## To do
Please rewrite the listing below with "instance" changed to "occurrence" wherever it appears, keeping every other part the same.

>> Begin Material for the task

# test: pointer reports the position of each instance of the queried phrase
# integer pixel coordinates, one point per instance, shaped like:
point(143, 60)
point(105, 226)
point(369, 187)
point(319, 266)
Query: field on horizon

>> End Material for the task

## Response
# test: pointer reports the position of each occurrence of the queried phrase
# integer pixel coordinates, one point per occurrence, shaped like:
point(143, 60)
point(105, 226)
point(369, 187)
point(319, 266)
Query: field on horizon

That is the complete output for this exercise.